Text for analysis
Round Three of The Hottest 80s Bands Tournament
Queen
Defeated opponents: Green Day, Earth, Wind & Fire
Formed in: 1970
Genres: rock, glam-rock, hard rock, pop-rock, pop, disco
Lineup: Freddie Mercury- vocals
Brian May- guitar
John Deacon- bass
Roger Taylor- drums
Albums from the 80s:
The Game (1980)
Hot Space (1982)
Flash Gordon (1982, movie soundtrack)
The Works (1984)
A Kind Of Magic (1986)
The Miracle (1989)

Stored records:

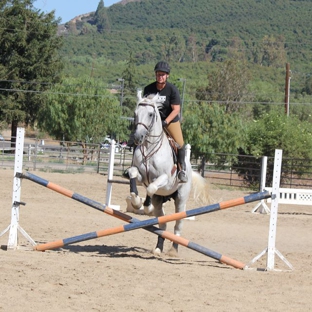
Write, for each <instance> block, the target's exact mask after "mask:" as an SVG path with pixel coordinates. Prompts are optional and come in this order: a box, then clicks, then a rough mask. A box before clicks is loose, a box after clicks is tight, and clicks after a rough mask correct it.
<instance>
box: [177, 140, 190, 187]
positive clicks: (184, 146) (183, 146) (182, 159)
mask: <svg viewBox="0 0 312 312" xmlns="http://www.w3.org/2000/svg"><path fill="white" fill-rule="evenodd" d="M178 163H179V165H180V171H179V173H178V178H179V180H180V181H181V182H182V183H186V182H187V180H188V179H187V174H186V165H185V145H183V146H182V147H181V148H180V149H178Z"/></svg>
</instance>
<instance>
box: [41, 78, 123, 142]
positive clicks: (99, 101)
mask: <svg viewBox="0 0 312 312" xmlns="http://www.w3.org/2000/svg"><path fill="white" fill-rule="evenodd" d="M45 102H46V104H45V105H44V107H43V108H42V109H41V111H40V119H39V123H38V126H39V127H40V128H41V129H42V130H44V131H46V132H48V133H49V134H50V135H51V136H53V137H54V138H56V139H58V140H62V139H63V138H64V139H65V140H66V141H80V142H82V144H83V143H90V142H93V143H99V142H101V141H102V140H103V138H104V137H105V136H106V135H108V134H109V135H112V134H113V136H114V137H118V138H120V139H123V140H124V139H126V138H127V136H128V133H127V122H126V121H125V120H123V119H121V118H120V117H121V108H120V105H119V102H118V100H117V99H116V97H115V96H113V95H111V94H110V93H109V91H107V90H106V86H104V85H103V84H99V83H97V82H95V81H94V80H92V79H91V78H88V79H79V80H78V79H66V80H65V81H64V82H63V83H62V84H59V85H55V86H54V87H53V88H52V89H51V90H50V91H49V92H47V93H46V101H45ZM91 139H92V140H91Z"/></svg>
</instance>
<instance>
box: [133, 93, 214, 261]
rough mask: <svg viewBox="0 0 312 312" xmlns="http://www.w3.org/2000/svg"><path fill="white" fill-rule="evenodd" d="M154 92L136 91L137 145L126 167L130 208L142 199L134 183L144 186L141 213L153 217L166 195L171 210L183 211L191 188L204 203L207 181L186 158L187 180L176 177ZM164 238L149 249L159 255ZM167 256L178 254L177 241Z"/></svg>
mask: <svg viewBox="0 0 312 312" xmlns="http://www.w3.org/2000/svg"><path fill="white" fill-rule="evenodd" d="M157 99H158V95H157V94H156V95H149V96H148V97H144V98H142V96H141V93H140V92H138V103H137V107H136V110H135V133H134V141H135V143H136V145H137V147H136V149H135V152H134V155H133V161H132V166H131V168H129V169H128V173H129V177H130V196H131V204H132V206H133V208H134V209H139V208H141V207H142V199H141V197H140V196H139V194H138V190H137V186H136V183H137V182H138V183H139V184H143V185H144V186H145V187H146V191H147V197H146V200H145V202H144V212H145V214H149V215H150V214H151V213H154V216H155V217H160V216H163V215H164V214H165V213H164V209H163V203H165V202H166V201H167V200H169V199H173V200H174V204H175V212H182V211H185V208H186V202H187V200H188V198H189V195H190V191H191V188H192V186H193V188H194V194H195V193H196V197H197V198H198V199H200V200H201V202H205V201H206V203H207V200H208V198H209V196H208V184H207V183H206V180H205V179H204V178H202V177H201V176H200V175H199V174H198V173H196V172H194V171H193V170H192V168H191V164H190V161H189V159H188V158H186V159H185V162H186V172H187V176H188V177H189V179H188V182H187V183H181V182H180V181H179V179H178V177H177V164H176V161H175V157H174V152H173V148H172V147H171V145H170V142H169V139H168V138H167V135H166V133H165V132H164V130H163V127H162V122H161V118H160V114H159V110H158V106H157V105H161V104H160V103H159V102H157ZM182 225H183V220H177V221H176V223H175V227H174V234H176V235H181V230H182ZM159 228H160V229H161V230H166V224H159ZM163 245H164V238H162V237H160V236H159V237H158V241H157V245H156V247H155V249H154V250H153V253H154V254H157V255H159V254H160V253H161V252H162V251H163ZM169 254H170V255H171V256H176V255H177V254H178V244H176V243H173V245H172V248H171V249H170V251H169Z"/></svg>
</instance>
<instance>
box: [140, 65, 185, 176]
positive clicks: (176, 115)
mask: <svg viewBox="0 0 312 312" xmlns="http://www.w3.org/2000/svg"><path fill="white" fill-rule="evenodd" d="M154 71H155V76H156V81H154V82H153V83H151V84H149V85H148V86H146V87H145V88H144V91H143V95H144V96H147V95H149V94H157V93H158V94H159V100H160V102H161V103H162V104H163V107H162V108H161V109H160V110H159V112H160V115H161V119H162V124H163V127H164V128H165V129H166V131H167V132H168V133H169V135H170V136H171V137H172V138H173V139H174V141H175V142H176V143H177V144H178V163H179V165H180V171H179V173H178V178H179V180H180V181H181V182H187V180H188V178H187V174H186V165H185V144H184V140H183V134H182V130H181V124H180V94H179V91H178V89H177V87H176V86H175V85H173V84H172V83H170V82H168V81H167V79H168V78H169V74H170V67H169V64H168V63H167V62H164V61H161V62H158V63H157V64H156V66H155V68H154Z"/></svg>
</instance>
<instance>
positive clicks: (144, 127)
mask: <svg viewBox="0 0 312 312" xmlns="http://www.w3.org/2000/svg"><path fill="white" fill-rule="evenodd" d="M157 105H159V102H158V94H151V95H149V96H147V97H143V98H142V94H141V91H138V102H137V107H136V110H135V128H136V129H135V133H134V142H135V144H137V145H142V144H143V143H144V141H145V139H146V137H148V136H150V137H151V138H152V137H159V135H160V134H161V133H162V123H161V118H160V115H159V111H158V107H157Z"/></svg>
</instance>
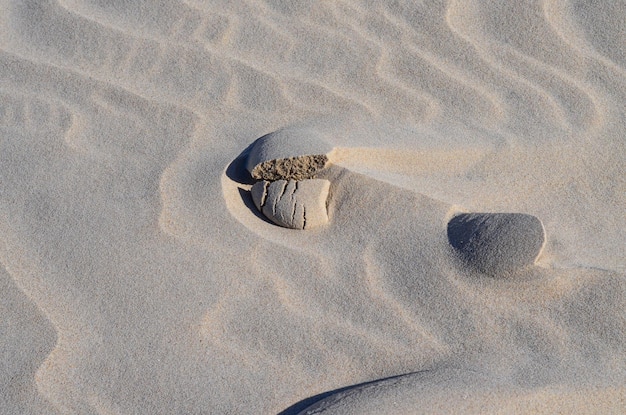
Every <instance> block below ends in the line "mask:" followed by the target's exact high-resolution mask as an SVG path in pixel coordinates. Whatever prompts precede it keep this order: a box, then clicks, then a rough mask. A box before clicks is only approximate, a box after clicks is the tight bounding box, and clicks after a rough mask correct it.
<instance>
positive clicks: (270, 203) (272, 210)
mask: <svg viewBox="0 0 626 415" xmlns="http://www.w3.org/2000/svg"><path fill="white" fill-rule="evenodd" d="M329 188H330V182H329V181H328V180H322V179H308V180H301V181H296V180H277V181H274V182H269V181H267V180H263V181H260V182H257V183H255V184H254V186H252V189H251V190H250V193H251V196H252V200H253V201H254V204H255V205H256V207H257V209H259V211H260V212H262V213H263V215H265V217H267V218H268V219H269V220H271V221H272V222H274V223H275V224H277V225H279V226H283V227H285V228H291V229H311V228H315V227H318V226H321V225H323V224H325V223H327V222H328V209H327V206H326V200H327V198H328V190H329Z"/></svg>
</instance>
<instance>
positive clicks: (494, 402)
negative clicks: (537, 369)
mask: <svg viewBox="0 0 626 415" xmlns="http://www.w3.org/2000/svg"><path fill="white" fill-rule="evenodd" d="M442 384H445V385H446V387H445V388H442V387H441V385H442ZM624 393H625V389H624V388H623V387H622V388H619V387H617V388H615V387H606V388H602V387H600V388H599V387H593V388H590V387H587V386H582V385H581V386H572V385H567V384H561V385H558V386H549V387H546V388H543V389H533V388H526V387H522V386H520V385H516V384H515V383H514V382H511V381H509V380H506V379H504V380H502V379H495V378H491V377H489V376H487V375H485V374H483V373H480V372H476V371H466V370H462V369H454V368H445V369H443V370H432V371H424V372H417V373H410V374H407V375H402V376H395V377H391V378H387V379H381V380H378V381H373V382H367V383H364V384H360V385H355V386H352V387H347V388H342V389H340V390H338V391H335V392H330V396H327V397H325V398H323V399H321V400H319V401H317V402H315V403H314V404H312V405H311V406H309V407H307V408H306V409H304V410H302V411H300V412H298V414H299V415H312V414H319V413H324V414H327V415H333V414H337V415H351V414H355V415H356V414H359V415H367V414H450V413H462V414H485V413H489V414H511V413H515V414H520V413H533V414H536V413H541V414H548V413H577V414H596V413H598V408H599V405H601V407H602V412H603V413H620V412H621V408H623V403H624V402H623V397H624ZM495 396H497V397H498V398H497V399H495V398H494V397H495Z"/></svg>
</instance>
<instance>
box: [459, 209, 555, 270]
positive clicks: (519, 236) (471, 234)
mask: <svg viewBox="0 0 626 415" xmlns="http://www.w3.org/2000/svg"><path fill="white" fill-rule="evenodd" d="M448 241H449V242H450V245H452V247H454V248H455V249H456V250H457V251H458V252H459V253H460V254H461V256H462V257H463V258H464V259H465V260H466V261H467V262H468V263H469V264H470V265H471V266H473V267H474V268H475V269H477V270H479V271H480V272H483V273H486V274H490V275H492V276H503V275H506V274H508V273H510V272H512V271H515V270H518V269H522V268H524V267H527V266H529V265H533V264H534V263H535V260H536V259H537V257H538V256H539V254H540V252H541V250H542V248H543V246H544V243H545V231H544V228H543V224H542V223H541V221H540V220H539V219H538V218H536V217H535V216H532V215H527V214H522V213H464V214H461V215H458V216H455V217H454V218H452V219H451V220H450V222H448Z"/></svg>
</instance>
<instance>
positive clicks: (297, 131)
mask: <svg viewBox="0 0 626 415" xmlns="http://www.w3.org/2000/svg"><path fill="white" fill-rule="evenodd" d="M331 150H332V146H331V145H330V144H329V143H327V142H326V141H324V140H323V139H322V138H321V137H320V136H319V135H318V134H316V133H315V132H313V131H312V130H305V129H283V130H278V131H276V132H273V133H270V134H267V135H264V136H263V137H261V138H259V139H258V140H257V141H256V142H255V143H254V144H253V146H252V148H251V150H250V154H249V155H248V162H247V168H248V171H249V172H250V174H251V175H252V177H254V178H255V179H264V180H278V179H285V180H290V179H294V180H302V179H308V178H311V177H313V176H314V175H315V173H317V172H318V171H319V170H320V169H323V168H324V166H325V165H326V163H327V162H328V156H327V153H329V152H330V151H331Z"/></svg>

Aim of the task
Extend the Queen entry from the 80s bands tournament, picking up after its final line.

Solved problem
Propaganda: “HAVE YOU SEEEEN THEMMMM???? these men never lost their looks as they aged. smoking hot 20 somethings to smoking hot 40 somethings. in their own words, "we was glam" and "we were all stunning". all four had impeccable style choices 99% of the time, from leather jackets and wraps to monochrome to undone blazers and ties to brightly coloured /everything/. Deacon changed his hair style every few years and even in just tshirts and booty shorts, never missed. Roger had a sleazy mullet and sunglasses for what felt like forever, hot Persian dad, did not miss. Brian forgot how to fully button shirts. bell bottoms. same hair for 50 years. no misses. even after Freddie got sick and started wearing makeup and had to grow a beard to cover up, MAN NEVER FUCKIN MISSED. he was beautiful to the day he died. and thats not even touching on the leather daddy look from the early 80s.king shit. we love wrinkles and laugh lines in this gd house. if they don't sweep I’m blowing this whole website up we was glam”
“a few years back i was obsessed with these guys and i would find it hard to not have a crush on all of them. in the 80s especially brian was GORGEOUS.. BEAUTIFUL”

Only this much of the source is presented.